▶ Trecho selecionado
########

Flagra de desrespeito à distância obrigatória de 1,5 mt prevista no artigo 201 do CTB - Crédito: Polly Rosa |
Amanhã, dia 28 de outubro, faltará exatamente um mês para a audiência do motorista de ônibus Márcio José de Oliveira, que atropelou e matou a Márcia Prado em janeiro de 2009. Ao tentar ultrapassar Márcia, o motorista não respeitou a distância de 1,5 mt prevista no artigo 201 do Código de Trânsito Brasileiro (CTB) (ele tirou uma fina mesmo) e, literalmente, passou por cima da cabeça dela, matando-a na hora – Márcia usava capacete.

########

▶ Extrato de dados
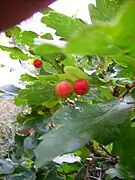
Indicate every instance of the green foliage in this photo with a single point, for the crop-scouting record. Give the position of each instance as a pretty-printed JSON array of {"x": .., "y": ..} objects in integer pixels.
[
  {"x": 15, "y": 53},
  {"x": 47, "y": 36},
  {"x": 99, "y": 126},
  {"x": 113, "y": 39},
  {"x": 101, "y": 119},
  {"x": 64, "y": 25},
  {"x": 105, "y": 10}
]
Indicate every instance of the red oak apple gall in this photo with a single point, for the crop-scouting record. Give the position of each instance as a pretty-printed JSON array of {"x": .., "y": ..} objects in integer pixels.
[
  {"x": 37, "y": 63},
  {"x": 64, "y": 89},
  {"x": 81, "y": 86}
]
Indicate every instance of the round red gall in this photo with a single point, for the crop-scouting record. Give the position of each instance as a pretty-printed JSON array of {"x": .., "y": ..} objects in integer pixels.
[
  {"x": 81, "y": 86},
  {"x": 37, "y": 63},
  {"x": 64, "y": 89}
]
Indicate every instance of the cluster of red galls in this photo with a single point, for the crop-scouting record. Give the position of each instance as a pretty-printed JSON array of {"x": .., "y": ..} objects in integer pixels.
[{"x": 65, "y": 88}]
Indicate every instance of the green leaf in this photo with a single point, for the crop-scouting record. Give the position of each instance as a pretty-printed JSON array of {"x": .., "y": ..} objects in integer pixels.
[
  {"x": 124, "y": 146},
  {"x": 105, "y": 10},
  {"x": 36, "y": 93},
  {"x": 30, "y": 143},
  {"x": 76, "y": 126},
  {"x": 64, "y": 25},
  {"x": 47, "y": 36},
  {"x": 26, "y": 175},
  {"x": 73, "y": 73},
  {"x": 45, "y": 49},
  {"x": 6, "y": 167},
  {"x": 27, "y": 78},
  {"x": 113, "y": 39},
  {"x": 27, "y": 37},
  {"x": 15, "y": 53},
  {"x": 51, "y": 78},
  {"x": 15, "y": 31}
]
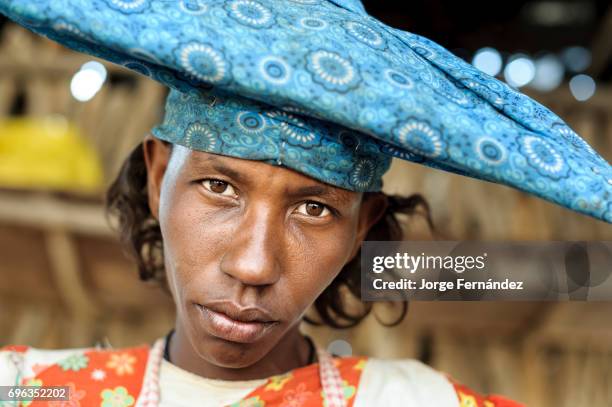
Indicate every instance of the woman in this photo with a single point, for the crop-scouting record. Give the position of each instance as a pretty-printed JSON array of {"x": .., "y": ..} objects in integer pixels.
[{"x": 251, "y": 199}]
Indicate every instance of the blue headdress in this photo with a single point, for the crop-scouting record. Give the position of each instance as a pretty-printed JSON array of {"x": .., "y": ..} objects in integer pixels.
[{"x": 325, "y": 89}]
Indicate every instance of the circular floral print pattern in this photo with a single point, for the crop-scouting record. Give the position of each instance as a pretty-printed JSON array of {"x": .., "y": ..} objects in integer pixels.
[
  {"x": 274, "y": 70},
  {"x": 250, "y": 12},
  {"x": 332, "y": 70},
  {"x": 194, "y": 7},
  {"x": 490, "y": 151},
  {"x": 541, "y": 155},
  {"x": 203, "y": 62},
  {"x": 201, "y": 136},
  {"x": 398, "y": 79},
  {"x": 295, "y": 129},
  {"x": 363, "y": 173},
  {"x": 365, "y": 34},
  {"x": 313, "y": 23},
  {"x": 420, "y": 138},
  {"x": 128, "y": 6},
  {"x": 67, "y": 29},
  {"x": 251, "y": 122}
]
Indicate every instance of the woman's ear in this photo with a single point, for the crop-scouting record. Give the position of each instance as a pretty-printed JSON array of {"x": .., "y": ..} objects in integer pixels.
[
  {"x": 156, "y": 154},
  {"x": 373, "y": 208}
]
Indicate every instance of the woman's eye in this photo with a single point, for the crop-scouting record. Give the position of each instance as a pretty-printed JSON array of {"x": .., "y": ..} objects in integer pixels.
[
  {"x": 219, "y": 187},
  {"x": 313, "y": 209}
]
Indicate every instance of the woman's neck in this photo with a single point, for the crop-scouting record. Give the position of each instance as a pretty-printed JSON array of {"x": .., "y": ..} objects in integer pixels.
[{"x": 292, "y": 351}]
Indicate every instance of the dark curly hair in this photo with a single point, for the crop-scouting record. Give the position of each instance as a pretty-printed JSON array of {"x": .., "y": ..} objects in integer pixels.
[{"x": 127, "y": 199}]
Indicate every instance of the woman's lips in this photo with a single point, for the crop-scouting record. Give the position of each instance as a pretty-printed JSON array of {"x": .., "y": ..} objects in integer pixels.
[{"x": 223, "y": 326}]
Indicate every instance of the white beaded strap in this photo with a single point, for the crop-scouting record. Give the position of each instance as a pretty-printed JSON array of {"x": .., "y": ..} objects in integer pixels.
[
  {"x": 149, "y": 395},
  {"x": 331, "y": 381}
]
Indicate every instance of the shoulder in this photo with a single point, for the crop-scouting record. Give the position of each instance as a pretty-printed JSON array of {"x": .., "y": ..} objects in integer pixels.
[
  {"x": 89, "y": 372},
  {"x": 411, "y": 382}
]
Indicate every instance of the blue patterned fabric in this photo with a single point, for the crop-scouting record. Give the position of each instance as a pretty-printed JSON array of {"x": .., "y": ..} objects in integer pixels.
[{"x": 336, "y": 92}]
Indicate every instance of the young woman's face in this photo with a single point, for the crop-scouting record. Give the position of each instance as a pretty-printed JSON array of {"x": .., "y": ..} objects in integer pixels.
[{"x": 248, "y": 246}]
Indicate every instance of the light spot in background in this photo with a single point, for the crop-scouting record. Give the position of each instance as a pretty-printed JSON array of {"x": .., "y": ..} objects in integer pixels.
[
  {"x": 340, "y": 347},
  {"x": 582, "y": 87},
  {"x": 519, "y": 71},
  {"x": 488, "y": 60},
  {"x": 95, "y": 66},
  {"x": 88, "y": 81},
  {"x": 549, "y": 72},
  {"x": 576, "y": 59}
]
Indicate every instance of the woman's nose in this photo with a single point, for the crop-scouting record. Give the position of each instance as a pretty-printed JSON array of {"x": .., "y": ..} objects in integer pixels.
[{"x": 252, "y": 254}]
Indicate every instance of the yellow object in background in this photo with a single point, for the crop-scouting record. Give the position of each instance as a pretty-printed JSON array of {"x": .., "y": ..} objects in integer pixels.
[{"x": 47, "y": 153}]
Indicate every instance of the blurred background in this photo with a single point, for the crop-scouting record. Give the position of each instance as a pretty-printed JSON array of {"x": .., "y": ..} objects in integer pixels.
[{"x": 67, "y": 122}]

########

▶ Descrição da tarefa
Prolongue o trecho sobre o atropelamento de Márcia Prado, começando logo após a última frase dele.

▶ Resultado da tarefa
Há pelo menos cinco meses estou tentando escrever uma reportagem que tem um único foco, uma única pergunta: por que os agentes da CET (os marronzinhos) não estão autorizados a aplicar multa com base no artigo 201 do Código de Trânsito Brasileiro (CTB), que prevê a distância de 1,5 mt que o motorista deve ter em relação ao ciclista. Apenas policiais militares têm autorização para aplicar essa multa específica, mas eles não o fazem porque são completamente despreparados para essa tarefa – faça o teste e pergunte a alguns PMs se eles sabem o que prevê o artigo 201. Em 2010, segundo informação da CET, apenas TRÊS multas com base nos artigos 201 e 220 (que obriga o motorista a reduzir a velocidade nas ultrapassagens) foram aplicadas em São Paulo (a CET, contudo, não soube informar quantas dessas 3 multas se referiam ao 201).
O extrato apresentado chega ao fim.